§ Extracted text
On Mon, Sep 16, 2019 at 4:24 PM sarasaezALS notifications@github.com wrote:

the new version 2.8.8 (as happened to me with version 2.2.7) is being killed. the .log does not say anything. From the job, it says: +] Loading gcc 7.3.0 ... [+] Loading GSL 2.4 for GCC 7.2.0 ... [-] Unloading gcc 7.3.0 ... [+] Loading gcc 7.3.0 ... [+] Loading openmpi 3.0.2 for GCC 7.3.0 [+] Loading ImageMagick 7.0.8 on cn2907 [+] Loading HDF5 1.10.4 [+] Loading pandoc 2.1.1 on cn2907 [+] Loading R 3.6.0 [-] Unloading plink 1.9.0-beta4.4 on cn2907 [+] Loading plink 1.9.0-beta4.4 on cn2907 PRSice 2.2.8 (2019-09-16) https://github.com/choishingwan/PRSice (C) 2016-2019 Shing Wan (Sam) Choi and Paul F. O'Reilly GNU General Public License v3 If you use PRSice in any published work, please cite: Choi SW, O'Reilly PF. PRSice-2: Polygenic Risk Score Software for Biobank-Scale Data. GigaScience 8, no. 7 (July 1, 2019) 2019-09-16 16:15:02 /data/LNG/ALS_PATHWAYS/PRSice2.2.8/PRSice_linux-7/PRSice_linux --A1 A1 --A2 A2 --bar-levels 1 --base /data/LNG/ALS_PATHWAYS/Summary_Statistics_GWAS_2016/vanRheenen_meta_summarystats_SaraSaez_TEST.tab

--beta --binary-target T --clump-kb 1000 --clump-p 1.000000 --clump-r2 0.100000 --cov /data/LNG/ALS_PATHWAYS/ALL_COVS_ALS.txt --fastscore --feature exon,gene,protein_coding,CDS --gtf /data/LNG/ALS_PATHWAYS/Homo_sapiens.GRCh37.75.gtf --ld /data/LNG/ALS_PATHWAYS/workingData --maf 0.01 --missing MEAN_IMPUTE --model add --msigdb /data/LNG/ALS_PATHWAYS/c5.mf.v6.2.symbols.gmt.txt --out /data/LNG/ALS_PATHWAYS/PRSice2.2.8/TRAINING_mf-wholelist --prevalence 0.00005 --print-snp --pvalue p --score std --seed 2879789031 --set-perm 1000 --snp SNP --stat b --target /data/LNG/ALS_PATHWAYS/ALL.ALS.unrelated_PHENO_SEX_SEVENTY --thread 12

Initializing Genotype file: /data/LNG/ALS_PATHWAYS/ALL.ALS.unrelated_PHENO_SEX_SEVENTY (bed) Start processing meta

Reading 100.00% Base file: /data/LNG/ALS_PATHWAYS/Summary_Statistics_GWAS_2016/meta 8709452 variant(s) observed in base file, with: 20 duplicated variant(s) 1 NA stat/p-value observed 1241861 ambiguous variant(s) excluded 7467570 total variant(s) included from base file Loading Genotype info from target

30282 people (10754 male(s), 19528 female(s)) observed 30282 founder(s) included

6438333 variant(s) not found in previous data 867 ambiguous variant(s) excluded 5195875 variant(s) included

Start processing reference

Initializing Genotype file: /data/LNG/ALS_PATHWAYS/workingData (bed) Loading Genotype info from reference

43257 people (15332 male(s), 27925 female(s)) observed 43257 founder(s) included

6440385 variant(s) not found in previous data 5195875 variant(s) remained Calculate MAF and perform filtering on target SNPs

Calculating allele frequencies: 0.00%Error: Execution halted

is any command new in the new version?

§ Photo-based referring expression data
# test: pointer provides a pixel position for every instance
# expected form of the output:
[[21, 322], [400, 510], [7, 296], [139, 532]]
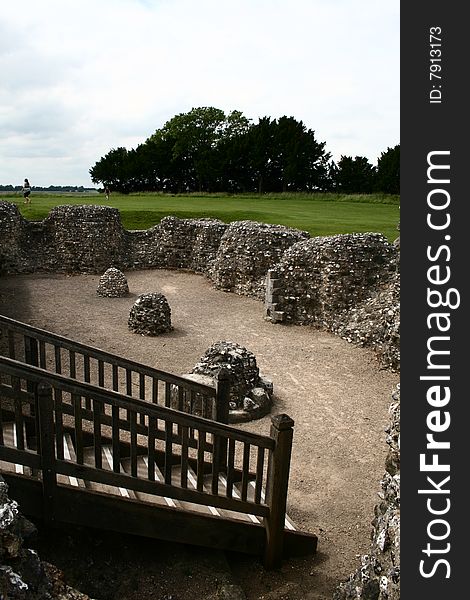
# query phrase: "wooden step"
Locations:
[[107, 463], [142, 473], [10, 439], [222, 489], [192, 485], [251, 495], [69, 454]]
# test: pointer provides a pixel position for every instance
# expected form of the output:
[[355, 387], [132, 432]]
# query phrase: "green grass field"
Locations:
[[319, 214]]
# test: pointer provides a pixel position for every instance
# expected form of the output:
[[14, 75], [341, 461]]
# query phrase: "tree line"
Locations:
[[206, 150]]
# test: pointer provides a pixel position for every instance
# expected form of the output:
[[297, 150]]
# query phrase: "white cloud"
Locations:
[[80, 77]]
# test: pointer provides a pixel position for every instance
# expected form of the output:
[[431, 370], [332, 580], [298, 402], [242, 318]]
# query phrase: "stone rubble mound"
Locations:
[[23, 576], [150, 315], [250, 393], [378, 577], [113, 284]]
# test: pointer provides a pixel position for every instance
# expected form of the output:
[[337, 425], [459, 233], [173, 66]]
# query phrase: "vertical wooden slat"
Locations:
[[128, 382], [31, 351], [42, 354], [86, 376], [101, 379], [115, 439], [133, 430], [154, 390], [216, 444], [97, 445], [184, 456], [142, 395], [48, 462], [115, 378], [128, 388], [2, 441], [192, 402], [180, 404], [59, 423], [11, 344], [201, 446], [245, 470], [72, 366], [167, 394], [77, 413], [100, 373], [58, 359], [168, 451], [230, 467], [152, 428], [259, 474], [15, 383]]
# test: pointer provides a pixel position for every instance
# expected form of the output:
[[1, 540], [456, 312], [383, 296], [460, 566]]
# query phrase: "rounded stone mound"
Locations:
[[113, 284], [250, 393], [150, 315]]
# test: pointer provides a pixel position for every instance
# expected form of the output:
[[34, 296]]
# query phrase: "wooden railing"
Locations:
[[43, 405], [84, 363]]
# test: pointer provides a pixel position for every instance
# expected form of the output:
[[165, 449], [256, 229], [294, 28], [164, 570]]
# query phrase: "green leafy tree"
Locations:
[[355, 175], [388, 171], [195, 138], [112, 170]]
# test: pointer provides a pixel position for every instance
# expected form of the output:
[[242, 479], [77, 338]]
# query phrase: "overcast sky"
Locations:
[[79, 77]]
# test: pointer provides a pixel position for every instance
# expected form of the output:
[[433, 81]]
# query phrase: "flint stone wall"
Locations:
[[22, 573], [347, 284], [378, 577], [319, 278], [247, 251], [91, 239]]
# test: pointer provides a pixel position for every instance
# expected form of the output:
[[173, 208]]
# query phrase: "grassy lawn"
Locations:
[[319, 214]]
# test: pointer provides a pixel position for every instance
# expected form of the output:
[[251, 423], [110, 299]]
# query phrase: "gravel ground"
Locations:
[[336, 393]]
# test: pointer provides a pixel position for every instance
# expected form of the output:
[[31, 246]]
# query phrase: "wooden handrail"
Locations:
[[61, 403], [36, 374], [68, 344]]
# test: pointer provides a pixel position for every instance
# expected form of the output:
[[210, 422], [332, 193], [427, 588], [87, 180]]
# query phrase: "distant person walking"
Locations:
[[26, 192]]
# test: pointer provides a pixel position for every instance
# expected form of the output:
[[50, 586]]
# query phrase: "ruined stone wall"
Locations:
[[247, 251], [91, 239], [16, 244], [347, 284], [378, 577], [319, 278], [22, 573]]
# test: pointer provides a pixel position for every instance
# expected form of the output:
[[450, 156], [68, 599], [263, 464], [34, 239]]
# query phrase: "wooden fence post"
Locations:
[[222, 387], [31, 356], [47, 448], [276, 493], [31, 352]]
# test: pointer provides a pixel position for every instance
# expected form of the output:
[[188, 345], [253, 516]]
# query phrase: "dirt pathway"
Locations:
[[335, 392]]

§ Goal of the exercise
Reproduce the portion of the PRSice forum message that starts at "Start processing reference" and ends at "the new version?". The items are separate from the PRSice forum message.

§ Result
Start processing reference

Initializing Genotype file: /data/LNG/ALS_PATHWAYS/workingData (bed) Loading Genotype info from reference

43257 people (15332 male(s), 27925 female(s)) observed 43257 founder(s) included

6440385 variant(s) not found in previous data 5195875 variant(s) remained Calculate MAF and perform filtering on target SNPs

Calculating allele frequencies: 0.00%Error: Execution halted

is any command new in the new version?